### Extrait:
La Shoa n’est ni moins ni plus horrible que la traite des noirs
Force est de souligner que la Shoa de par son horreur n’est pas le seul crime que l’humanité ait connu. L’histoire témoigne de tant d’autres abominations. La Shoa n’est ni moins ni plus horrible que la traite des noirs qui s’est étalée sur plusieurs siècles, que l’extermination de milliers d’Amérindiens en Amérique du Sud, que le génocide des Arméniens, ou celui du Rwanda, que l’apartheid en Afrique du Sud, que les crimes coloniaux en Afrique et en Asie, ou le massacre des Rohingyas, pour ne citer que ceux-là.
Par ailleurs, là où la Shoa se distingue véritablement des autres crimes, c’est par le fait qu’elle a engendré un autre crime, celui contre le peuple palestinien. La sur-victimisation voulue a servi sournoisement d’argument pour bafouer les droits les plus élémentaires d’un autre peuple, les Palestiniens. Pour résoudre un crime on en a créé un autre, lequel dure depuis plus que soixante ans et vraisemblablement demeura irrésolu pour longtemps. Tout un peuple a été chassé de sa terre pour y être remplacé par un autre. Et de quelle manière?
Jetés de leurs demeures, arrachés à leurs terres, les Palestiniens, s’ils n’ont pas été poussés à l’exil, ont été acculés, au su et au vu des chantres des droits de l’homme, à vivre sur deux territoires exigus et séparés, la Cisjordanie et Gaza, de véritables prisons à ciel ouvert. Gaza un territoire de 360 km² avec une population de 1.500 000 habitants, la plus forte concentration humane au monde avec 4 010 hab./km².

### Données de pointage des régions:

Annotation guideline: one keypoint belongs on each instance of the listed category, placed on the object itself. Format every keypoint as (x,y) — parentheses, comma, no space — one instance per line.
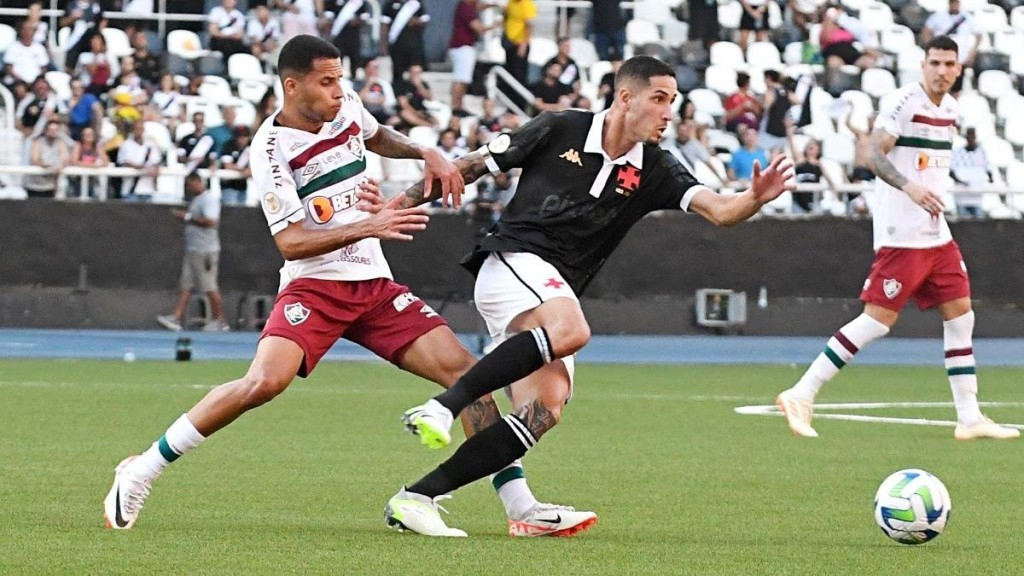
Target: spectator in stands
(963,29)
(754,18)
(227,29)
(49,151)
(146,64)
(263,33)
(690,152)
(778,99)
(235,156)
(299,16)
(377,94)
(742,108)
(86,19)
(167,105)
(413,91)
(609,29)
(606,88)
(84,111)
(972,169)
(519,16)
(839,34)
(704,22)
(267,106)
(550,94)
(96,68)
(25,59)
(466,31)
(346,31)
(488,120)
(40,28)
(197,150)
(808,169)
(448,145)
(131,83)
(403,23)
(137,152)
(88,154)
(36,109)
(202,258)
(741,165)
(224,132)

==

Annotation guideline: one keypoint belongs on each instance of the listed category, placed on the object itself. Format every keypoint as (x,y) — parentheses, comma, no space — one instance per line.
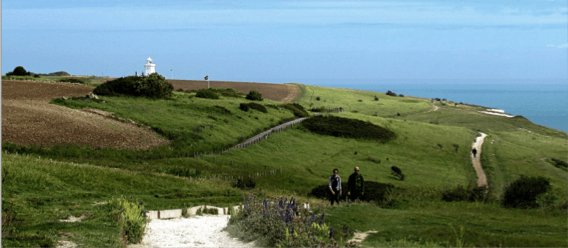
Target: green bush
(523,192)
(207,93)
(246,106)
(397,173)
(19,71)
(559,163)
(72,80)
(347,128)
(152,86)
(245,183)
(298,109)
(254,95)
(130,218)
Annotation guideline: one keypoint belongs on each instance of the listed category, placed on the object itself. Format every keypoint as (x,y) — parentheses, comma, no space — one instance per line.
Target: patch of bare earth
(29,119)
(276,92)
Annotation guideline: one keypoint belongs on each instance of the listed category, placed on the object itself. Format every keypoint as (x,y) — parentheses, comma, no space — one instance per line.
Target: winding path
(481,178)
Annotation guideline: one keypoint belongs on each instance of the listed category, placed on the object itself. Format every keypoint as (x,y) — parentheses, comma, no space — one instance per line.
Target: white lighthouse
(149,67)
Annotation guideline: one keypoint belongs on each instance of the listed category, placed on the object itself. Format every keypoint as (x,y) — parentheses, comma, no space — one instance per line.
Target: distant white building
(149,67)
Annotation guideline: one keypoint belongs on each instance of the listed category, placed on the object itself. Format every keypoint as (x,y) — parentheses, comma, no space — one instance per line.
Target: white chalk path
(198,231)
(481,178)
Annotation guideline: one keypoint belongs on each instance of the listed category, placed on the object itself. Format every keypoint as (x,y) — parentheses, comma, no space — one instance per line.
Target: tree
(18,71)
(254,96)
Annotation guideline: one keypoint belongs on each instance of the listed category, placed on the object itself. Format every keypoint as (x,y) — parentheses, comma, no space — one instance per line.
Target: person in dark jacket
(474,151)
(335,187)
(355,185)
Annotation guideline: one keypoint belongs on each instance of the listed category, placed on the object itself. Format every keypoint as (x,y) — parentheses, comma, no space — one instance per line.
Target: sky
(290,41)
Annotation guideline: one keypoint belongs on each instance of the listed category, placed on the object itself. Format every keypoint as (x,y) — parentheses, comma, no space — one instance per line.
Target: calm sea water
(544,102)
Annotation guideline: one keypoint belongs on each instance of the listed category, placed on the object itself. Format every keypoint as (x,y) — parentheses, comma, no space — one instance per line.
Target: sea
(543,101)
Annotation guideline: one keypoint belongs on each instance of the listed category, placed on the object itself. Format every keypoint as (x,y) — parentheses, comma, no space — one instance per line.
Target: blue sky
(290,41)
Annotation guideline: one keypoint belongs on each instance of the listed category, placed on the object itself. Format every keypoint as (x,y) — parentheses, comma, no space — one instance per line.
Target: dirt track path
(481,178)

### Questions sur l'extrait:
• a. Quelle superficie l'extrait attribue-t-il au territoire de Gaza ?
• b. Prolongez l'extrait sur la Shoa et le sort des Palestiniens à la suite de sa dernière phrase.

### Résultats de l'exercice:
• a. 360 km².

• b.
La Shoa sert de prétexte justifiant l’injustice infligée aux Palestiniens
À l’aube de ce troisième millénaire, humiliés et brimés, des milliers de Palestiniens sont obligés chaque jour de passer par plusieurs check-points pour pouvoir se déplacer d’une ville à une autre, d’un village à un autre. Ils doivent patienter d’interminables et longues heures pour se rendre à leurs écoles, universités ou lieu de travail. Des malades meurent parfois pour n’être pas, à cause du bouclage des frontières, transportés à temps dans les hôpitaux israéliens ou égyptiens. Et ce sans parler des coupures d’électricité et de toutes les conséquences qui en découlent, ainsi que bien d’autres incommodités.
Les enfants palestiniens, eux, ne ressemblent pas à d’autres enfants de par le monde, ils n’ont pas le droit de rêver, de voyager, de vivre l’insouciance au quotidien. Ils vivent plutôt dans la crainte des bombardements arbitraires qui peuvent se déclencher à tout moment. Les massacres perpétrés à Dir Yassin, à Khan Youness, à Sabra et Chatila, pur ne citer que les plus anciens, hantent encore notre conscience.
Gaza n’équivaut-elle pas Auschwitz-Birkenau ? La déportation des juifs ne ressemblerait-elle pas à celle des millions de Palestiniens, vivant en exil ?
La souffrance humaine n’est-elle pas la même? Ou alors, Il y a celle qu’on comptabilise et qu’on commémore et celle qu’on efface de notre mémoire et qu’on oublie. Si on a pu dénombrer les six millions de juifs, victimes de la Shoa, combien sont-ils ceux qui ont été victimes de Tsahal, l’armée israélienne.
Considérer la Shoa comme un crime à part est on ne peu plus obscène et ridicule. Parce que différencier entre les souffrances humaines est déjà un crime en soi.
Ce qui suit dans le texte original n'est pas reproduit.